Perkara BLBI ini memang terbilang cukup kompleks penanganannya, mengingat terdapat dua hasil audit BPK pada 2006 dan 2017 yang berbeda hasilnya, khususnya mengenai ada atau tidak adanya kerugian keuangan negara sebagai salah satu unsur Tindak Pidana Korupsi. Sebagai Lembaga Negara yang secara konstitusional berwenang untuk menentukan kerugian keuangan negara, sudah sepatutnya BPK dapat mempertanggungjawabkan hasil auditnya seobjektif mungkin.
Sesuai Putusan Mahkamah Konstitusi No. 25/PUU-XIV/2016, yang menyatakan frasa "dapat" dalam Pasal 2 ayat (1) dan Pasal 3 UU Tipikor inkonsitusional dan tidak mempunyai kekuatan hukum mengikat, maka tindak pidana korupsi yang sebelumnya merupakan delik formil kini menjadi delik yang menekankan pada "akibat" (delik materiil), yaitu adanya unsur kerugian keuangan negara harus dihitung secara nyata/pasti. Oleh karena itu, dengan adanya dua audit BPK yang berbeda dalam perkara ini telah menjadikan unsur kerugian keuangan negaranya mengandung suatu ketidakpastian.

| Data Hasil Ekstraksi |
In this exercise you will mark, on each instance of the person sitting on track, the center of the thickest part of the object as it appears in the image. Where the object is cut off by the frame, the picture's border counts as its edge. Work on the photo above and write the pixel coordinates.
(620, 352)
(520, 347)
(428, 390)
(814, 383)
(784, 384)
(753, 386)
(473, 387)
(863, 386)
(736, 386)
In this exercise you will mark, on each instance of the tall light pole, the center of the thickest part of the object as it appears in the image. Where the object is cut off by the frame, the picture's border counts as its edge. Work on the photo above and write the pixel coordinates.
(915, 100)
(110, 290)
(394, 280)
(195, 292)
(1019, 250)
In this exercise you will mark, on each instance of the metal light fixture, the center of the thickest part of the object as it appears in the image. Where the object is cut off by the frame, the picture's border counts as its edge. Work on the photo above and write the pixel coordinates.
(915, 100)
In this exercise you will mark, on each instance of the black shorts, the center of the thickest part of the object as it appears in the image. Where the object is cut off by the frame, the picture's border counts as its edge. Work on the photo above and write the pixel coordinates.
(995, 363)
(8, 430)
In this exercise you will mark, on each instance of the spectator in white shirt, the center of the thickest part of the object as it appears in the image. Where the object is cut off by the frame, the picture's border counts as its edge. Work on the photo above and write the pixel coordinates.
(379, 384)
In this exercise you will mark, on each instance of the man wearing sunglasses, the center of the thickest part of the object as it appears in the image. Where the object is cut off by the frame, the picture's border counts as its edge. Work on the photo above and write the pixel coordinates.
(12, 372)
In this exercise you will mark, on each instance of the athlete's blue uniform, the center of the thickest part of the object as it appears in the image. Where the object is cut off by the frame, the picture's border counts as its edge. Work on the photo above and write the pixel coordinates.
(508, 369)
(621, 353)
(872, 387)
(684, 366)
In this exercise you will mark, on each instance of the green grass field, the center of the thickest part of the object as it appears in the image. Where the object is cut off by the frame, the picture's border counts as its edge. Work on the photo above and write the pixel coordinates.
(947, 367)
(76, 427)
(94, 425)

| Tantangan |
1. Jawablah pertanyaan berikut berdasarkan kutipan tentang perkara BLBI.
(a) Pada tahun berapa saja BPK melakukan dua audit yang hasilnya berbeda?
(b) Apa nomor Putusan Mahkamah Konstitusi yang disebut dalam kutipan?
(c) Frasa apa dalam Pasal 2 ayat (1) dan Pasal 3 UU Tipikor yang dinyatakan inkonstitusional?
2. Sebutkan semua pasal dan putusan pengadilan yang dirujuk dalam kutipan tentang perkara BLBI.
3. Salin dengan tepat bagian kutipan tentang perkara BLBI, mulai dari "Perkara BLBI ini" dan berakhir pada "auditnya seobjektif mungkin.".

| Jawaban per Tugas |
1.
(a) 2006 dan 2017
(b) No. 25/PUU-XIV/2016
(c) Frasa "dapat"

2.
Putusan Mahkamah Konstitusi No. 25/PUU-XIV/2016
Pasal 2 ayat (1) UU Tipikor
Pasal 3 UU Tipikor

3.
Perkara BLBI ini memang terbilang cukup kompleks penanganannya, mengingat terdapat dua hasil audit BPK pada 2006 dan 2017 yang berbeda hasilnya, khususnya mengenai ada atau tidak adanya kerugian keuangan negara sebagai salah satu unsur Tindak Pidana Korupsi. Sebagai Lembaga Negara yang secara konstitusional berwenang untuk menentukan kerugian keuangan negara, sudah sepatutnya BPK dapat mempertanggungjawabkan hasil auditnya seobjektif mungkin.